>>>
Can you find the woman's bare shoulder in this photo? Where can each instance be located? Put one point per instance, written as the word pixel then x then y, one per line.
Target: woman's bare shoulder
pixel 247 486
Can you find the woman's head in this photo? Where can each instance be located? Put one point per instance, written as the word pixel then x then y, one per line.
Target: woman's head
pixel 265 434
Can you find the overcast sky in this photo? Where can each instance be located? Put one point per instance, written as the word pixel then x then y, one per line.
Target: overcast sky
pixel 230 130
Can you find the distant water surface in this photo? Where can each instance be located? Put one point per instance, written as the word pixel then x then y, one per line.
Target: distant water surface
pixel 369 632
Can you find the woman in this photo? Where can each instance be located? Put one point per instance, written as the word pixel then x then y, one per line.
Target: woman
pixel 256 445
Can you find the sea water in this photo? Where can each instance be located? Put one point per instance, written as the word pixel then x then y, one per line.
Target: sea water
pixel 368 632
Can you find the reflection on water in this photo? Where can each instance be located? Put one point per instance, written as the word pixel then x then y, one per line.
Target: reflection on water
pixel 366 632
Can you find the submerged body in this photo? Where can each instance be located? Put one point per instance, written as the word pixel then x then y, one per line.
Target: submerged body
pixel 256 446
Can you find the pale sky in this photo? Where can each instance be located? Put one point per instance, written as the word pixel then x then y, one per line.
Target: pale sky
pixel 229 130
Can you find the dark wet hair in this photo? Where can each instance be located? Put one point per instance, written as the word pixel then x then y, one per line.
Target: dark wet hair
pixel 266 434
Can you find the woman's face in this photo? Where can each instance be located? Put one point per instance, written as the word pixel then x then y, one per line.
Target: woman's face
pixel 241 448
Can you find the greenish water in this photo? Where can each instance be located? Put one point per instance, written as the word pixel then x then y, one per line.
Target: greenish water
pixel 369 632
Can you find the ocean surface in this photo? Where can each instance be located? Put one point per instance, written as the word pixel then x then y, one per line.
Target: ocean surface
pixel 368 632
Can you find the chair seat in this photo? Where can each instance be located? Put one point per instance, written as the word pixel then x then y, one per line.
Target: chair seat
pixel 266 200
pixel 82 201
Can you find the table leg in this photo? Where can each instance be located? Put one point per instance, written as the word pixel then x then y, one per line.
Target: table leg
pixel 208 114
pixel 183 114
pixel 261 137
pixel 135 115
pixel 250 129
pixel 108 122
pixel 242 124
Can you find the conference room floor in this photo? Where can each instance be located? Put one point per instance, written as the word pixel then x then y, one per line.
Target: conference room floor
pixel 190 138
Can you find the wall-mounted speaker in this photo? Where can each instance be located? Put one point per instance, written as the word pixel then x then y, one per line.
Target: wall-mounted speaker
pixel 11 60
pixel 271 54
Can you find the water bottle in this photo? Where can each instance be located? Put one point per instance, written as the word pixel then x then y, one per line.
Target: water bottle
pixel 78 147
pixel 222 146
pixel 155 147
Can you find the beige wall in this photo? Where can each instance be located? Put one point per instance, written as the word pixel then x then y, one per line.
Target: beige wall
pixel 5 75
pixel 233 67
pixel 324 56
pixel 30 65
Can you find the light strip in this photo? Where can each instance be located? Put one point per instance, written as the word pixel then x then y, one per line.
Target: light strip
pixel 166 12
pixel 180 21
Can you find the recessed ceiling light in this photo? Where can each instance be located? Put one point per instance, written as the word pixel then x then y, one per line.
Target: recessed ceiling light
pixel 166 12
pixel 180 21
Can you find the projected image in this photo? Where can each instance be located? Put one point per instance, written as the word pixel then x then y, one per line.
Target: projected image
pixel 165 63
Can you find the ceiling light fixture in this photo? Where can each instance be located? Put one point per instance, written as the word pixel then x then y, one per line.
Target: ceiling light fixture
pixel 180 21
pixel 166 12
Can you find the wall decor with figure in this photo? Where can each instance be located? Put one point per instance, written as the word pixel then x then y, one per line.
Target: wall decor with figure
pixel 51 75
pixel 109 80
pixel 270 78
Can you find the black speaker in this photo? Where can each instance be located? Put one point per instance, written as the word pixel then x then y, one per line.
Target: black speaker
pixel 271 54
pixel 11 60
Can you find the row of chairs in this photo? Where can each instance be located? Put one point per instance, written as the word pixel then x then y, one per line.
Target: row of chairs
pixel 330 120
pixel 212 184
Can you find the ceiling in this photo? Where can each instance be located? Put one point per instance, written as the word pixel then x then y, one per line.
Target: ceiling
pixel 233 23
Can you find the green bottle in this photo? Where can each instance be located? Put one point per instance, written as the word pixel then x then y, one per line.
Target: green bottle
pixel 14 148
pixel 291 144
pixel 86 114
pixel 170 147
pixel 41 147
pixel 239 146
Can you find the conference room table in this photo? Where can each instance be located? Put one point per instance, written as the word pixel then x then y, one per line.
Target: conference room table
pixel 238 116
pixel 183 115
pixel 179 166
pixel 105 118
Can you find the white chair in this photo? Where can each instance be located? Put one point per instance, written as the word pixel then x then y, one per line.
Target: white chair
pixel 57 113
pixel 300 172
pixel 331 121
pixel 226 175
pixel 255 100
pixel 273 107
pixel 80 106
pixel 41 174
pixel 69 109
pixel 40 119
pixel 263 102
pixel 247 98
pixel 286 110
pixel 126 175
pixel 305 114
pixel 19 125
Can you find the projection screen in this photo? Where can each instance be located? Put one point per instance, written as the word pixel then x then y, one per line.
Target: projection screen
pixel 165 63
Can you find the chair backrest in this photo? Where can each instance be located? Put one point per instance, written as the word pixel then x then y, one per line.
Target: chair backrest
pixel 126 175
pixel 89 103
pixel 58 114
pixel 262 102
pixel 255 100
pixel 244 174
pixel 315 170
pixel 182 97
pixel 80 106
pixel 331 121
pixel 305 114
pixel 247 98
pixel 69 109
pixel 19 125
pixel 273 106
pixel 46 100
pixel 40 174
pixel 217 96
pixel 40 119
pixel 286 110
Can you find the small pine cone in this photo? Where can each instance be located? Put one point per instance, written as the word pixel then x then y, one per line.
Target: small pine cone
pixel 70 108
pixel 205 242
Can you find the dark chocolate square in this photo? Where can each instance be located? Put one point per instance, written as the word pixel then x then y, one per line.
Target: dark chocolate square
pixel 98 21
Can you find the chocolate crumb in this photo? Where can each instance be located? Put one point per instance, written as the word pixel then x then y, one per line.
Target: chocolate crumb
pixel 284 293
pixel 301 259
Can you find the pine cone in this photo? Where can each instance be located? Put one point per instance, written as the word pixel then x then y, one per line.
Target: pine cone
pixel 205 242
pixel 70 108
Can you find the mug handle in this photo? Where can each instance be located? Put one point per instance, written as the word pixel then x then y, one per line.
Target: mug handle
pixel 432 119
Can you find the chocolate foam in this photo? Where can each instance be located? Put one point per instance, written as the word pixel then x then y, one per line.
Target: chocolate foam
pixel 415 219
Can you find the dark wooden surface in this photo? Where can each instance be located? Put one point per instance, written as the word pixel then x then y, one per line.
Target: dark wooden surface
<<<
### Stated task
Reproduce the entries word for word, starting at the line that contains "Can you find the dark chocolate" and continuing through the last line of the entries.

### In response
Can you find the dark chocolate square in this photo? Where can each instance be located? Put one point per instance, written as the word pixel then x then y, one per line.
Target: dark chocolate square
pixel 98 21
Can you find the chocolate crumb in this photo? Where can each instance be located? Put one point per instance, written as the word pixel then x then y, one per line.
Target: chocolate crumb
pixel 284 293
pixel 301 259
Can you find the pine cone in this photo? Where can each instance be located? Put one point per instance, written as the word pixel then x then y, one per line.
Target: pine cone
pixel 205 242
pixel 70 108
Can you find the mug handle in this photo? Where can each instance be located? Put one point per instance, written as the word pixel then x then y, one per line.
Target: mug handle
pixel 432 119
Can you find the chocolate foam in this photo? Where can each instance be located? Put one point per instance, written as the word pixel then x then y, one per line.
Target: chocolate foam
pixel 415 219
Can you find the dark wooden surface in this photo? Where can each instance be located? Put one point per instance, written as the word pixel then x then y, one per line.
Target: dark wooden surface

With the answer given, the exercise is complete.